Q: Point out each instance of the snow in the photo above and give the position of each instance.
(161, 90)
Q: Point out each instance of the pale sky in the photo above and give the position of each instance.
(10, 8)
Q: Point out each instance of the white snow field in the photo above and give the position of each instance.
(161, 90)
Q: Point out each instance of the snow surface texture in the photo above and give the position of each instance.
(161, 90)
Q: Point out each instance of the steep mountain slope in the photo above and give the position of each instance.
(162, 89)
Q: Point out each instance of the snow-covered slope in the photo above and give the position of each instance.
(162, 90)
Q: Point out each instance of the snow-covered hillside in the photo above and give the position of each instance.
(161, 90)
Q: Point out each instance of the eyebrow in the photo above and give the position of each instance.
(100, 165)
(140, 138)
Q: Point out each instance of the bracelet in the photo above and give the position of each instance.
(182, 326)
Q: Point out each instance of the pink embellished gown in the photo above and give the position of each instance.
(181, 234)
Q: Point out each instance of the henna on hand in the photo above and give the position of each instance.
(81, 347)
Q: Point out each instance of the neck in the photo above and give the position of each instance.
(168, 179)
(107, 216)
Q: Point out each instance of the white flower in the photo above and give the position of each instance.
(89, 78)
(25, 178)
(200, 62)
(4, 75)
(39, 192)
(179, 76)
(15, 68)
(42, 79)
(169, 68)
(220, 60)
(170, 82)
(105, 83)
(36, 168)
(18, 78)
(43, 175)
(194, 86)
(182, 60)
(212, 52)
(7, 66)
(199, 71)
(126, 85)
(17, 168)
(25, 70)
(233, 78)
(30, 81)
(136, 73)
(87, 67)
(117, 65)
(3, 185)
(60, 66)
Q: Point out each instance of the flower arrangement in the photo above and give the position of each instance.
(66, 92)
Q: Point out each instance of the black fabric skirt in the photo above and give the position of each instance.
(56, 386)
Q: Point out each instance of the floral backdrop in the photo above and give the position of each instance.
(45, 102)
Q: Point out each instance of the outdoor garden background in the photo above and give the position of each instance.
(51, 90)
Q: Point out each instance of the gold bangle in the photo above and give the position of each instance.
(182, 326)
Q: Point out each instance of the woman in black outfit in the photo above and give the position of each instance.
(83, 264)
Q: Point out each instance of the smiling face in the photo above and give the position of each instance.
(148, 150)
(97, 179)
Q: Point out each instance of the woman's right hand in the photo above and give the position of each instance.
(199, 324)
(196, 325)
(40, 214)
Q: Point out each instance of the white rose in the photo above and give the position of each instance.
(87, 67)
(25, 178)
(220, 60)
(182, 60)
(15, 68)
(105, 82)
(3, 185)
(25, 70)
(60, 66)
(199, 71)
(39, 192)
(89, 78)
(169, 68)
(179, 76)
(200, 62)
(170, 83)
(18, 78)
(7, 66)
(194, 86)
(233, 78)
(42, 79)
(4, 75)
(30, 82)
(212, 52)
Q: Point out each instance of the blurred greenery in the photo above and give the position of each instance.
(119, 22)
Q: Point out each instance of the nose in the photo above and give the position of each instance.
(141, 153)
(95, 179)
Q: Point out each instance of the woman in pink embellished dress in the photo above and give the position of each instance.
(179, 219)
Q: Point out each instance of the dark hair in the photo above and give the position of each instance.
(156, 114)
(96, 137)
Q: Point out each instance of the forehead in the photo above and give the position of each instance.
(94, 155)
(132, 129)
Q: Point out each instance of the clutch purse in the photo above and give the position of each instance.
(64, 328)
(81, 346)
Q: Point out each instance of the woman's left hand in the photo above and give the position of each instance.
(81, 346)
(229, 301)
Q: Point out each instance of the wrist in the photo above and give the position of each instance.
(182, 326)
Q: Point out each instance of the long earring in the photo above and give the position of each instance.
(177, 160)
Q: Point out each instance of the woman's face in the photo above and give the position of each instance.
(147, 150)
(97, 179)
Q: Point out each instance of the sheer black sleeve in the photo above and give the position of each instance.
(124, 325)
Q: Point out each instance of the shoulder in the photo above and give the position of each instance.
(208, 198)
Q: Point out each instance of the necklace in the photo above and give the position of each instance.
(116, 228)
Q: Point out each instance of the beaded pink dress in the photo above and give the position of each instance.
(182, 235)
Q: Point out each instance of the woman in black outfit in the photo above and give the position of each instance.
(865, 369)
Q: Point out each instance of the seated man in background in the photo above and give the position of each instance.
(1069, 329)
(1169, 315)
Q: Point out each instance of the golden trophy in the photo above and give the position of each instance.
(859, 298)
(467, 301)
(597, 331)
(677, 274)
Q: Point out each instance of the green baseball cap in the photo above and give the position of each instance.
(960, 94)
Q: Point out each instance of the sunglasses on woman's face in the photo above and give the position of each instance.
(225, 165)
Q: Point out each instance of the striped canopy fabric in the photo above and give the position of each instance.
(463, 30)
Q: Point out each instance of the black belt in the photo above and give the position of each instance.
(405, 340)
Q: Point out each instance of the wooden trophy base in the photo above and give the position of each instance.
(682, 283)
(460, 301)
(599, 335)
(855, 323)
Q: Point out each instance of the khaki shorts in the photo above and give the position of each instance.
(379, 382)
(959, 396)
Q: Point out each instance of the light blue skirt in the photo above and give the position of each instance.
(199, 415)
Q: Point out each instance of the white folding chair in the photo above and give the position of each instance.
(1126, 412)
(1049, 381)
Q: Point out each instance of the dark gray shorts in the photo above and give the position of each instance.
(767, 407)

━━━━

Exercise requirements:
In the entries above, take the line containing "Q: Point out each instance of the long" and each later line through the last, and repeat them exactly. Output nothing else.

Solution to this problem:
Q: Point out each instance of the long earring in the photo above and give the position of each instance.
(177, 160)
Q: Point out each instance of the woman's face in the photo above and give the position of each instance.
(147, 150)
(97, 179)
Q: Point out each instance of the sheer black sleeve in the photo above and give the position of each instance.
(124, 325)
Q: Point out each instance of the shoulder in the photo above and give the position of each instance.
(208, 198)
Q: Point out each instance of the necklace in the photo above and give the position of each instance.
(116, 228)
Q: Point out each instance of the beaded pink dress in the photo above and give the position of each instance.
(182, 235)
Q: Point out each instance of the woman in black outfit in the photo above and give the position of each instance.
(865, 369)
Q: Point out each instance of the seated man in background in the photo above and give the position of each instance.
(1069, 329)
(1169, 315)
Q: Point out each instance of the golden trophy in the photo above and give the position of each instance.
(859, 298)
(467, 301)
(597, 331)
(677, 274)
Q: Point out each instance of the green baseball cap in the photo above and give the position of each instance.
(960, 94)
Q: Point out each instance of the sunglasses on woman's face in the photo above and give the position of each instance.
(225, 165)
Q: Point out each instance of the striped canopy fabric in the photo above and give the position of each instance.
(463, 30)
Q: Point out each instance of the black belt in the photo above and give the position of each instance.
(405, 340)
Q: Point out each instance of the wooden trophy base in the photo above and give the position of each instance.
(682, 283)
(460, 301)
(599, 335)
(855, 323)
Q: Point out each instance of the khaki shorts in the photo above and give the position of each instance.
(379, 382)
(959, 396)
Q: Point out each instance of the light blue skirt in the photo above and give the position of each instance.
(199, 415)
Q: Point out each instance of the white folding chair in the photo above and give the position of each instance.
(1126, 412)
(1049, 381)
Q: Point out each instance of the dark gray shorts in the photo above and give the position of each instance.
(767, 407)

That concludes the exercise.